_ACTIVITY_:
Retype each of the records below exactly, leaving the pictures out.

= = = =

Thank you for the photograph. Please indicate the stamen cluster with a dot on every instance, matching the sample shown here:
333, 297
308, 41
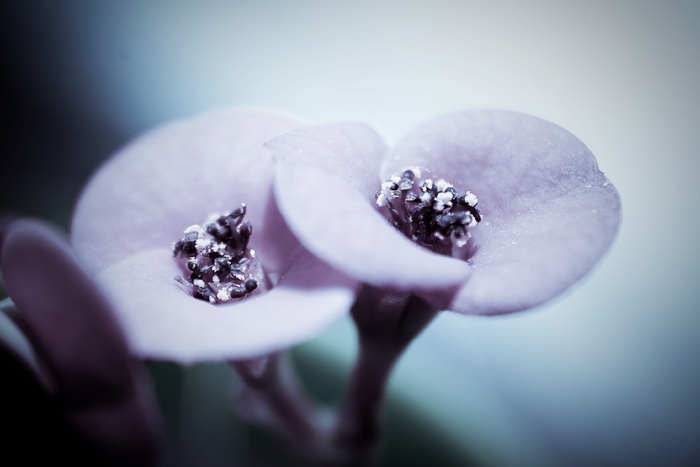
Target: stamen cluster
222, 267
435, 215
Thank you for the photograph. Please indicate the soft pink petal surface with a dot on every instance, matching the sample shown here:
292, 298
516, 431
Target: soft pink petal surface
162, 321
325, 183
176, 176
549, 213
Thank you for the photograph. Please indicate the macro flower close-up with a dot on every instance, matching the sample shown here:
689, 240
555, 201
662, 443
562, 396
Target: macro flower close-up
181, 230
88, 401
482, 212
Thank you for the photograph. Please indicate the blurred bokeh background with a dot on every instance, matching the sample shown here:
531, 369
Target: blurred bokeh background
606, 375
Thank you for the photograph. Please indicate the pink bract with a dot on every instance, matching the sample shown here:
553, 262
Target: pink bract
141, 200
549, 212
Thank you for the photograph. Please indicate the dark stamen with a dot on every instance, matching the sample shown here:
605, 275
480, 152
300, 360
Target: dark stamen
432, 214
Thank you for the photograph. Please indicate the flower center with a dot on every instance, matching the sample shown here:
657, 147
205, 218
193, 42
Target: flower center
432, 214
221, 266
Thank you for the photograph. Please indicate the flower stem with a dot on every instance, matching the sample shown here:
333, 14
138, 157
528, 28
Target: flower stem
386, 324
271, 397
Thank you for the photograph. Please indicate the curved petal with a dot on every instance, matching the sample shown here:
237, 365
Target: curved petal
173, 177
549, 213
72, 327
164, 322
71, 324
325, 183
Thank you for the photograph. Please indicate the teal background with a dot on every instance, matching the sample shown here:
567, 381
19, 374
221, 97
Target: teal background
606, 374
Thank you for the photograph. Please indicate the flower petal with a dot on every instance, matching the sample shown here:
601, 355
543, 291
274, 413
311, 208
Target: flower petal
66, 315
174, 177
325, 183
549, 213
73, 330
162, 321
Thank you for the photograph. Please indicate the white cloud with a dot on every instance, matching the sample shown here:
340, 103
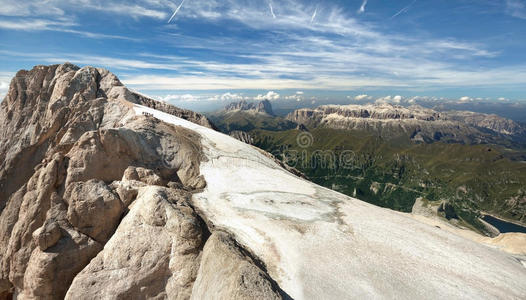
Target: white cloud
338, 52
269, 96
231, 97
362, 97
60, 26
180, 98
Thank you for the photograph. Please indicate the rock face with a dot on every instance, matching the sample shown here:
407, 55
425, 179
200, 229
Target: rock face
421, 124
260, 107
105, 196
81, 172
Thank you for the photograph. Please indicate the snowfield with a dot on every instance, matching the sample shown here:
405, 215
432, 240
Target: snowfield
319, 244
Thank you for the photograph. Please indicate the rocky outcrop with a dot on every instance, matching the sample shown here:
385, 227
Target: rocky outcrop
229, 272
491, 122
117, 200
81, 172
259, 107
418, 123
243, 136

= = = =

_SOLVED EXERCISE_:
Thank you for the photograph. Please indicate the stamen cluster with a dot on every instance, matching the sample shown here:
333, 297
308, 41
Target: stamen cluster
222, 267
435, 215
Thank you for the photograph. Please indicate the soft pink petal surface with a dot on every instance, matching the sample shown here:
292, 298
516, 431
Target: soft pink petal surface
162, 321
325, 183
176, 176
549, 213
Thank you for the photograph. Please indicate the macro flower close-up with a dot on every instance, matching the sample shown here:
689, 240
555, 201
662, 443
562, 396
Target: macro flower close-up
181, 230
88, 401
482, 212
Thank you for the photograph. Please indicate the blurred bokeh background with a dot on every instance, matching the sample shown here:
531, 369
Target: blurred bokeh background
606, 375
Thank you for the photograph. Please indicate the pink bract with a dot on every instance, matching the sample shown here:
553, 262
Target: pink bract
141, 200
549, 212
Thank you for the photograph. Please indicate the dark stamen with a dot on every instance, matching the sample shown here:
605, 275
480, 152
300, 360
Target: dark stamen
432, 214
Thank you for the photograph. Please indicate the flower center with a dot on every instance, matching the sample shown here:
657, 147
205, 218
193, 42
Target: flower center
432, 214
221, 266
Thank you for the photograph. Please indicate the flower stem with a dot on every instance, matching the sample shown here:
333, 14
138, 157
528, 28
Target: flower stem
386, 324
271, 397
Thank you for the photograph. Please indicate the curved petal with a dot on every instance, matching the sample shown here:
237, 365
Target: curved petal
173, 177
549, 213
72, 327
164, 322
71, 324
325, 183
Thank you for the photograph. Please indicate the teal background with a dot on every instance, matching the sample shown here:
567, 381
19, 374
221, 97
Target: teal background
606, 374
Thank you for the photograph. Please indicate the flower petal with a dot on every instance, matching the sample shown here:
601, 355
543, 291
274, 413
311, 208
Target: flower petal
66, 315
174, 177
325, 183
549, 213
73, 330
162, 321
Thank you for the photograph. Please indicate the white cloud with a dot on every instance, matching the sample shown here:
340, 103
Target: white cloud
338, 52
269, 96
231, 97
362, 97
60, 26
180, 98
Thank you for the photograph. Please indicate the rock face with a dot on every instance, matching the sample shown here:
407, 55
425, 179
200, 229
Target: rock face
421, 124
260, 107
105, 196
81, 172
Thank you for the photograph. Please indicate the snowfield with a dot on every instance, matching the sample shown here:
405, 215
432, 240
Target: snowfield
319, 244
Thank you for the photograph. Please indicate the rocky outcrop with a dot on every instance, matching the sample shown here:
385, 227
Target: rocky outcrop
229, 272
491, 122
117, 200
81, 172
259, 107
418, 123
243, 136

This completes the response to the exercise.